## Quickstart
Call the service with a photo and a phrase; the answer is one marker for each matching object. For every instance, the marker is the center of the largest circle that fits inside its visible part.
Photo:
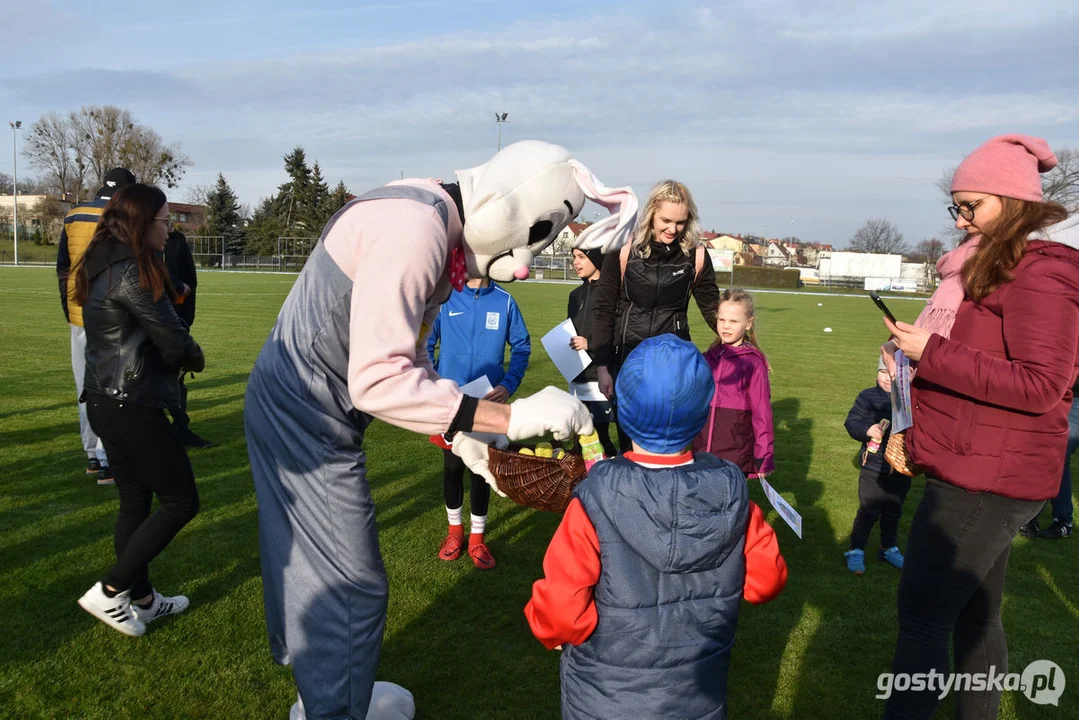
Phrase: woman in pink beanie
(991, 398)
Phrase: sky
(783, 118)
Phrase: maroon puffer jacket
(991, 403)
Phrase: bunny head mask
(517, 203)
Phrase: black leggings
(148, 460)
(453, 486)
(951, 588)
(881, 494)
(602, 412)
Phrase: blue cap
(664, 389)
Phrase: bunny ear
(612, 232)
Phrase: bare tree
(930, 249)
(80, 148)
(1061, 185)
(199, 193)
(878, 236)
(27, 186)
(52, 148)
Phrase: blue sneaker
(856, 560)
(891, 556)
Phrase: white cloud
(828, 112)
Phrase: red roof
(183, 207)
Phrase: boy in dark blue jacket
(644, 578)
(881, 489)
(472, 331)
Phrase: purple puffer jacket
(739, 425)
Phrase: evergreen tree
(292, 201)
(264, 229)
(314, 202)
(223, 217)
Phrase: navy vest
(671, 545)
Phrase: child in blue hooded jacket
(645, 574)
(472, 331)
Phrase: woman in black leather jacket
(136, 348)
(644, 290)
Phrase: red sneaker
(479, 553)
(451, 546)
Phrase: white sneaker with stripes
(162, 606)
(115, 611)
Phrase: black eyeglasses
(966, 211)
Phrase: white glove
(473, 452)
(391, 702)
(549, 411)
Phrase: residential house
(733, 243)
(777, 254)
(189, 219)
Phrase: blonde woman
(644, 290)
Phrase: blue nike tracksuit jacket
(472, 330)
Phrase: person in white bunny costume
(347, 348)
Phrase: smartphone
(883, 307)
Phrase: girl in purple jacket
(739, 424)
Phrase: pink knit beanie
(1007, 165)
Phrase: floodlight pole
(500, 118)
(14, 181)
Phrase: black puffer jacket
(135, 345)
(651, 300)
(581, 311)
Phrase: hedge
(760, 276)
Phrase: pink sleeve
(760, 395)
(398, 256)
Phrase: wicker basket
(541, 483)
(896, 454)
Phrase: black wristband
(465, 418)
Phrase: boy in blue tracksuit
(472, 330)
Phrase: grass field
(455, 637)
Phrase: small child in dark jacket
(581, 310)
(645, 574)
(881, 489)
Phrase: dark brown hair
(1004, 243)
(128, 217)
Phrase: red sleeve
(765, 568)
(562, 609)
(1041, 345)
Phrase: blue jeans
(1062, 503)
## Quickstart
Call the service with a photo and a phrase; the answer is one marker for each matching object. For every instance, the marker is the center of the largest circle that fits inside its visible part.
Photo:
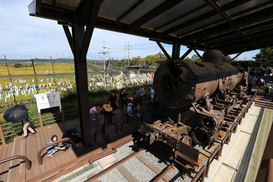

● ● ● ● ●

■ **Task details**:
A word-for-word copy of the lines from the one with "Phrase: white glove" through the final line of the listing above is the whole answer, and it contains no pictures.

■ **Output below**:
Phrase: white glove
(473, 452)
(391, 702)
(549, 411)
Phrase: residential house
(733, 243)
(777, 254)
(189, 219)
Phrase: blonde woman
(644, 290)
Phrase: blue nike tracksuit jacket
(472, 330)
Phrase: person in white bunny costume
(347, 348)
Phrase: smartphone
(883, 307)
Phrase: girl in purple jacket
(739, 424)
Phrase: pink knit beanie
(1007, 165)
Phrase: floodlight pole
(500, 118)
(14, 181)
Phrase: black puffer jacket
(135, 345)
(651, 300)
(581, 311)
Phrase: hedge
(760, 276)
Phrase: pink sleeve
(760, 395)
(398, 256)
Phrase: wicker basket
(541, 483)
(896, 454)
Phrase: black wristband
(465, 418)
Phrase: boy in blue tracksuit
(472, 330)
Phrase: grass field
(455, 637)
Phrase: small child in dark jacket
(581, 310)
(645, 574)
(881, 489)
Phrase: dark brown hair
(1004, 243)
(128, 217)
Phrase: red sleeve
(765, 568)
(562, 609)
(1041, 345)
Phrase: blue jeans
(1062, 503)
## Quickstart
Call the service with a photo and a phrase; the answer is one marker for each matching object. For every instance, the marker is the center of the largest circle that fits inside its visible part.
Photo:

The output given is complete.